>>

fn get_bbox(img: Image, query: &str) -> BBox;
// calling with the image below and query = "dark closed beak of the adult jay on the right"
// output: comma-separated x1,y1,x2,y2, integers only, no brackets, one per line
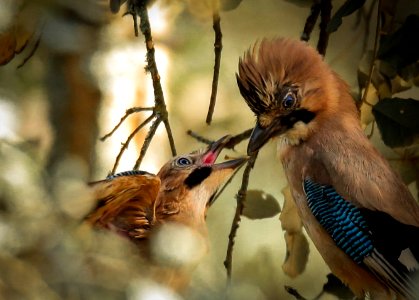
247,122,287,155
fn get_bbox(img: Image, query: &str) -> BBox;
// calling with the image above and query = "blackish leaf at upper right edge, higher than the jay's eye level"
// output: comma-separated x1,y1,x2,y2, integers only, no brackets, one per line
377,15,419,73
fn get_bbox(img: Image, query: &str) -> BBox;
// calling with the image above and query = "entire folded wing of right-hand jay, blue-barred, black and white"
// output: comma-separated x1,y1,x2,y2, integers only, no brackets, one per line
303,179,419,299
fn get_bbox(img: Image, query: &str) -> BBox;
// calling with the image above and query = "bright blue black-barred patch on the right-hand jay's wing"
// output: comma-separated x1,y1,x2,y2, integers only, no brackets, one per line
304,179,374,264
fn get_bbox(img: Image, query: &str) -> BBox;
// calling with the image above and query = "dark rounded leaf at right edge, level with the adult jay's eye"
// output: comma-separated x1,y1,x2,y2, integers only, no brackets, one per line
372,98,419,147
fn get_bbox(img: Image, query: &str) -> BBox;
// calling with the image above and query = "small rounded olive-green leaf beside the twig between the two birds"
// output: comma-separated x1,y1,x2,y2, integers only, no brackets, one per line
243,190,281,220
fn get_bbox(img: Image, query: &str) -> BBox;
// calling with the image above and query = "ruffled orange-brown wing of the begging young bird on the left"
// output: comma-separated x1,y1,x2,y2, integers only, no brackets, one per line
86,171,161,239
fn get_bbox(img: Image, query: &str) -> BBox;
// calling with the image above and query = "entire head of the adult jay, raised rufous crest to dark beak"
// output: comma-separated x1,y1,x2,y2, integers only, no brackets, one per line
236,38,356,153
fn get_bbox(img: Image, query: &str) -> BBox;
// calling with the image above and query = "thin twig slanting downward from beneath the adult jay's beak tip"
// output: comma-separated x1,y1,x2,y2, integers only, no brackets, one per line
224,152,258,280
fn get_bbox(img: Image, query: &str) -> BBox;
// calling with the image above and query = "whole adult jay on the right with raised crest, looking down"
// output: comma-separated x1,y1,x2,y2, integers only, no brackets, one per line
237,38,419,299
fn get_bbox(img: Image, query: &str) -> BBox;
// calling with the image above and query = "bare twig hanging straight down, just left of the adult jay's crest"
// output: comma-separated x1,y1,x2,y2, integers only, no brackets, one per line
206,8,223,125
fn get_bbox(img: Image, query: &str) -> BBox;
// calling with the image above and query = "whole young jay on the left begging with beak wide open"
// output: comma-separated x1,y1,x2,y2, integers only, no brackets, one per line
86,136,246,290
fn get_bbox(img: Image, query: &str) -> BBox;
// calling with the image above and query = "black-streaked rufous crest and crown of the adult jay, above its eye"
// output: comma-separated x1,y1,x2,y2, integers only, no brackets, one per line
236,38,347,115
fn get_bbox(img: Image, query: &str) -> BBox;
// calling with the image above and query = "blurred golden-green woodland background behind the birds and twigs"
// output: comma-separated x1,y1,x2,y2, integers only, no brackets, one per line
0,0,419,299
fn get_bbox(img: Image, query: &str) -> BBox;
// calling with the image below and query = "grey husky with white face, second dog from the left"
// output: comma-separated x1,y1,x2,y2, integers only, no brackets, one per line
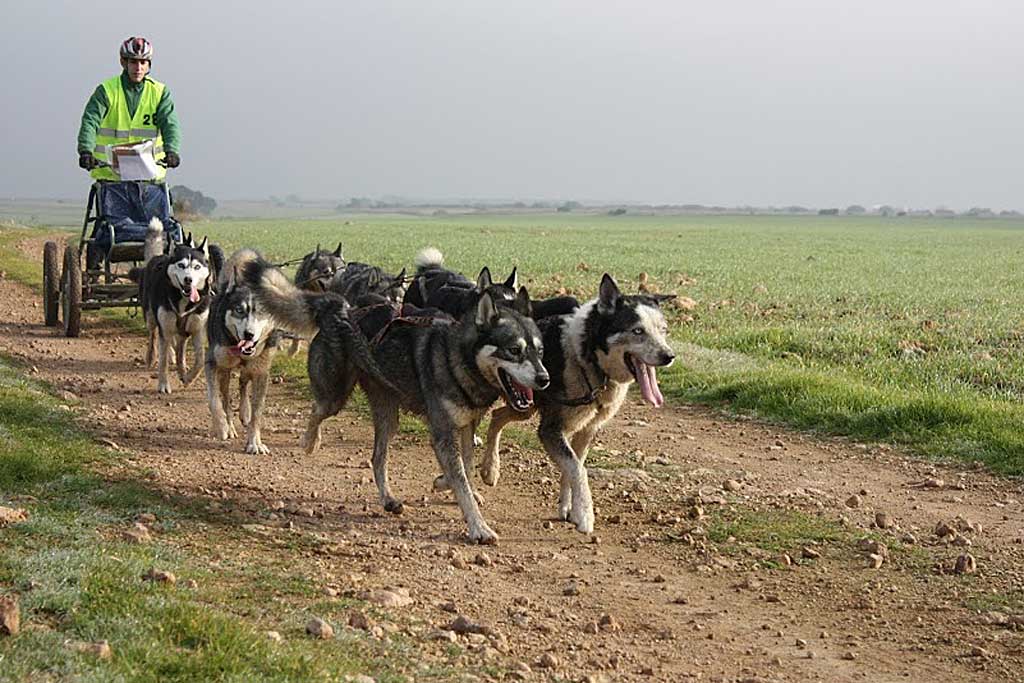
206,249,282,455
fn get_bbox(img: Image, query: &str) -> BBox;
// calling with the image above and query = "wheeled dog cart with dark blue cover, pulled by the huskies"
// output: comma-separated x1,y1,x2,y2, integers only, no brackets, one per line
43,166,182,337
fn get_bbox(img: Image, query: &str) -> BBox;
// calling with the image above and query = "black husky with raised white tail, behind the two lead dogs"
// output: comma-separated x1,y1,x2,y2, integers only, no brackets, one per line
403,247,519,319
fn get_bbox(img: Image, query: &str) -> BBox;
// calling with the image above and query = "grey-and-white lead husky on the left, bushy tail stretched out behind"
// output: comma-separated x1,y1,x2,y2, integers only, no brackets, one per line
239,252,549,543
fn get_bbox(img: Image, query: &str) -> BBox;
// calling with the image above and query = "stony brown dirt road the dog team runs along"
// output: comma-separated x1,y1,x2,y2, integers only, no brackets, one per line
0,233,1024,683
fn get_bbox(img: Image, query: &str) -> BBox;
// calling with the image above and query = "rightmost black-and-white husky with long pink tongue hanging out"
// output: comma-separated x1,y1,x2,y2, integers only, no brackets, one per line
475,273,676,533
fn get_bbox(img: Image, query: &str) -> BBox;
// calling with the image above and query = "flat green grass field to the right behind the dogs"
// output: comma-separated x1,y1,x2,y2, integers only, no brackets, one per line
6,214,1024,475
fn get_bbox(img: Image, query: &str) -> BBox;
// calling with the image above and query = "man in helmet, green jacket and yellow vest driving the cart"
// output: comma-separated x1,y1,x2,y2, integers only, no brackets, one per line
78,36,181,181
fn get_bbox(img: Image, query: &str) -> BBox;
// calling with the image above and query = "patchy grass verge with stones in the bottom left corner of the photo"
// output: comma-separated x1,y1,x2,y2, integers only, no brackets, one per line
0,359,432,681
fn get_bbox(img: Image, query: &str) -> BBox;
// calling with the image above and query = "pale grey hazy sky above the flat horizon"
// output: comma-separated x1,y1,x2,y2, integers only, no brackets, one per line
0,0,1024,209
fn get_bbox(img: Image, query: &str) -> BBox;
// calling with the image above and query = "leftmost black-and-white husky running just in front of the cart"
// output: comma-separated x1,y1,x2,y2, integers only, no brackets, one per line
129,223,223,393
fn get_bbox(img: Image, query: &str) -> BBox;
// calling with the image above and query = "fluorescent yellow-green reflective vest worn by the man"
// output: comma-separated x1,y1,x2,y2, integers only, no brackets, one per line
91,75,167,181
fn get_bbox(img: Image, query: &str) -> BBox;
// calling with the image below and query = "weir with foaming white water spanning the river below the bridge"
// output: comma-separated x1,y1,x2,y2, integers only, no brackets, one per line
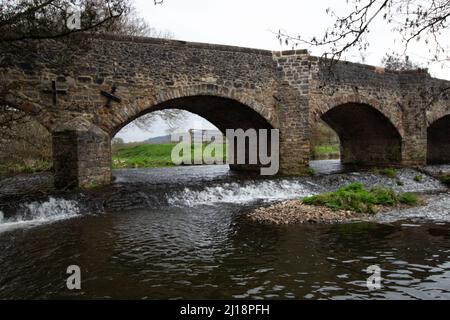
0,162,450,232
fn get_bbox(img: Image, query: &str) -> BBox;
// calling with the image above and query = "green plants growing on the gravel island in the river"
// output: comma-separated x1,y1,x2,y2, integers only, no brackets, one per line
303,183,418,213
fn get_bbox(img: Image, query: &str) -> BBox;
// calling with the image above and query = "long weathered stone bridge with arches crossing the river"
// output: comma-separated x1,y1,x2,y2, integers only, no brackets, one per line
0,36,450,188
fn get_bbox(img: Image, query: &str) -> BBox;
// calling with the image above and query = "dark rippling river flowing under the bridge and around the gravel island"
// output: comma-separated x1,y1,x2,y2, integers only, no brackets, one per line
0,161,450,299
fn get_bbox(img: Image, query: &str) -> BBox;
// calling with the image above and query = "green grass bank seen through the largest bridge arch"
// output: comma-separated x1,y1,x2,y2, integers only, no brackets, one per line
112,144,226,169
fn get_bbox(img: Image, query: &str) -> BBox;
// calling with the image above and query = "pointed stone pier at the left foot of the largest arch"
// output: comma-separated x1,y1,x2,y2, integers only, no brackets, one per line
53,119,111,189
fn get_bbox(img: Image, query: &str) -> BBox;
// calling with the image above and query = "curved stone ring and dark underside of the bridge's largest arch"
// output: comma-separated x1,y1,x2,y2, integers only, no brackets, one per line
105,84,278,136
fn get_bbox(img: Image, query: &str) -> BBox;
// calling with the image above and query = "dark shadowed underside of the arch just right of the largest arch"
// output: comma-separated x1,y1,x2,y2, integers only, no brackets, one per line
321,101,402,165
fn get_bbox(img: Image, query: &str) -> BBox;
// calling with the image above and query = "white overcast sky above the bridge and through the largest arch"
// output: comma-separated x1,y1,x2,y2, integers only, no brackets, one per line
118,0,450,141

<<

Assignment
Your answer is an exact copy of the records above, stripped of pictures.

Result below
fn get_bbox(img: Image, query: &str) -> BBox;
// calling with the image below and query = "dark closed beak of the adult jay on the right"
// output: comma-separated x1,y1,x2,y2, integers only, no brackets, one per line
247,122,287,155
fn get_bbox(img: Image, query: &str) -> BBox;
// calling with the image above and query = "blackish leaf at upper right edge, higher than the jay's eye level"
// output: comma-separated x1,y1,x2,y2, integers only, no brackets, one per line
377,15,419,73
fn get_bbox(img: Image, query: &str) -> BBox;
// calling with the image above and query = "entire folded wing of right-hand jay, blue-barred, black and white"
// output: comma-separated x1,y1,x2,y2, integers only, no brackets, one per line
303,179,419,299
fn get_bbox(img: Image, query: &str) -> BBox;
// calling with the image above and query = "bright blue black-barred patch on the right-hand jay's wing"
// output: comma-separated x1,y1,x2,y2, integers only, no brackets, one per line
304,179,374,264
fn get_bbox(img: Image, query: &str) -> BBox;
// calling with the image above and query = "dark rounded leaf at right edge, level with the adult jay's eye"
// output: comma-separated x1,y1,x2,y2, integers only, no brackets, one per line
372,98,419,147
fn get_bbox(img: Image, query: &str) -> BBox;
// calling with the image above and query = "small rounded olive-green leaf beside the twig between the two birds"
// output: comma-separated x1,y1,x2,y2, integers only, no brackets, one per line
243,190,281,220
fn get_bbox(img: Image, query: &str) -> BBox;
// calling with the image above and query = "ruffled orange-brown wing of the begging young bird on the left"
// output: comma-separated x1,y1,x2,y2, integers only, no brackets, one per line
86,171,161,239
fn get_bbox(img: Image, query: &str) -> BBox;
// calling with the image above and query = "entire head of the adult jay, raised rufous crest to dark beak"
// output: comma-separated x1,y1,x2,y2, integers only, no brackets, one per line
236,38,356,153
fn get_bbox(img: Image, query: &str) -> BBox;
// calling with the image above and query = "thin twig slanting downward from beneath the adult jay's beak tip"
// output: comma-separated x1,y1,x2,y2, integers only, no brackets, one per line
224,152,258,280
fn get_bbox(img: Image, query: &str) -> BBox;
// calling with the image above and query = "whole adult jay on the right with raised crest, looking down"
// output: comma-separated x1,y1,x2,y2, integers only, no brackets, one per line
237,38,419,299
fn get_bbox(img: Image, query: &str) -> BBox;
// calling with the image above and query = "bare twig hanging straight down, just left of the adult jay's crest"
// output: comma-separated x1,y1,x2,y2, integers only, no brackets, one per line
206,8,223,125
fn get_bbox(img: Image, query: &str) -> BBox;
// calling with the image above and query = "whole young jay on the left begging with beak wide open"
// output: comma-separated x1,y1,x2,y2, integers only, no brackets, one per line
86,136,246,290
fn get_bbox(img: Image, query: &str) -> BBox;
// calling with the image above and query = "black-streaked rufous crest and crown of the adult jay, above its eye"
// output: comma-separated x1,y1,x2,y2, integers only, no brackets, one per line
236,38,347,115
fn get_bbox(img: Image, query: &str) -> BBox;
// calling with the image above and query = "blurred golden-green woodland background behind the birds and twigs"
// output: comma-separated x1,y1,x2,y2, integers only, no brackets, one per line
0,0,419,299
fn get_bbox(img: Image, query: &str) -> BBox;
// calling with the image below and query = "grey husky with white face, second dog from the left"
// output: comma-separated x1,y1,x2,y2, integers only, no brackets, one per line
206,249,282,455
fn get_bbox(img: Image, query: &str) -> BBox;
// calling with the image above and query = "wheeled dog cart with dark blue cover, pulled by the huskies"
// output: comma-separated x1,y1,x2,y2, integers only, no brackets, one per line
43,166,182,337
fn get_bbox(img: Image, query: &str) -> BBox;
// calling with the image above and query = "black husky with raised white tail, behind the two lead dogs"
// output: comma-separated x1,y1,x2,y2, integers only, no brackets, one per line
403,247,519,319
fn get_bbox(img: Image, query: &str) -> BBox;
// calling with the image above and query = "grey-and-white lead husky on the left, bushy tail stretched out behind"
// output: comma-separated x1,y1,x2,y2, integers only, no brackets, one per line
239,252,549,543
fn get_bbox(img: Image, query: &str) -> BBox;
// calling with the image above and query = "stony brown dirt road the dog team runs along"
// output: comma-separated x1,y1,x2,y2, integers only, no brackets, one per line
0,233,1024,683
fn get_bbox(img: Image, query: &str) -> BBox;
// calling with the image above and query = "rightmost black-and-white husky with long pink tongue hanging out"
// output: comma-separated x1,y1,x2,y2, integers only, no brackets, one per line
475,273,676,533
fn get_bbox(img: Image, query: &str) -> BBox;
// calling with the image above and query = "flat green grass field to the right behind the dogs"
// output: comma-separated x1,y1,x2,y2, integers only, no brackets, one per line
6,214,1024,475
fn get_bbox(img: Image, query: &str) -> BBox;
// calling with the image above and query = "man in helmet, green jacket and yellow vest driving the cart"
// output: comma-separated x1,y1,x2,y2, integers only, no brackets, one per line
78,36,181,181
fn get_bbox(img: Image, query: &str) -> BBox;
// calling with the image above and query = "patchy grass verge with stones in the bottom left corner of the photo"
// output: comma-separated x1,y1,x2,y2, integers only, no brackets, one per line
0,359,432,681
fn get_bbox(img: Image, query: &str) -> BBox;
// calling with the image above and query = "pale grey hazy sky above the flat horizon"
// output: comma-separated x1,y1,x2,y2, integers only, no brackets, one per line
0,0,1024,209
fn get_bbox(img: Image, query: &str) -> BBox;
// calling with the image above and query = "leftmost black-and-white husky running just in front of the cart"
// output: comma-separated x1,y1,x2,y2, integers only, no brackets, one per line
129,223,223,393
fn get_bbox(img: Image, query: &str) -> BBox;
// calling with the image above and query = "fluorescent yellow-green reflective vest worn by the man"
// output: comma-separated x1,y1,x2,y2, integers only, no brackets, one per line
91,75,167,181
fn get_bbox(img: Image, query: &str) -> BBox;
// calling with the image below and query = "weir with foaming white water spanning the river below the bridge"
// output: comma-separated x1,y1,x2,y2, integers only, no brackets, one per line
0,162,450,232
fn get_bbox(img: Image, query: &str) -> BBox;
// calling with the image above and query = "green plants growing on the gravel island in the river"
// output: comma-separated x1,y1,x2,y2, integers only, no brackets, one per line
303,183,418,213
fn get_bbox(img: Image, query: &str) -> BBox;
// calling with the image above and query = "long weathered stone bridge with arches crossing the river"
// output: comma-separated x1,y1,x2,y2, integers only, no brackets, one per line
0,36,450,188
fn get_bbox(img: Image, query: &str) -> BBox;
// calling with the image above and query = "dark rippling river flowing under the bridge and around the gravel island"
// output: comma-separated x1,y1,x2,y2, integers only, no brackets, one per line
0,161,450,299
fn get_bbox(img: Image, query: &str) -> BBox;
// calling with the image above and query = "green grass bank seen through the largest bridge arch"
// output: comma-separated x1,y1,x2,y2, integers only, no brackets, one per line
112,144,226,169
fn get_bbox(img: Image, query: &str) -> BBox;
// calling with the image above and query = "pointed stone pier at the left foot of the largest arch"
// output: comma-separated x1,y1,x2,y2, integers only, no brackets, one per line
53,119,111,189
fn get_bbox(img: Image, query: &str) -> BBox;
// calling with the image above and query = "curved stone ring and dark underside of the bridge's largest arch"
// output: comma-separated x1,y1,x2,y2, integers only, no brackets, one per line
105,84,278,136
fn get_bbox(img: Image, query: &str) -> BBox;
// calling with the image above and query = "dark shadowed underside of the arch just right of the largest arch"
// output: comma-separated x1,y1,x2,y2, integers only, no brackets, one per line
321,101,402,165
fn get_bbox(img: Image, query: &str) -> BBox;
// calling with the image above and query = "white overcast sky above the bridge and through the largest arch"
// output: comma-separated x1,y1,x2,y2, integers only, no brackets, one per line
118,0,450,141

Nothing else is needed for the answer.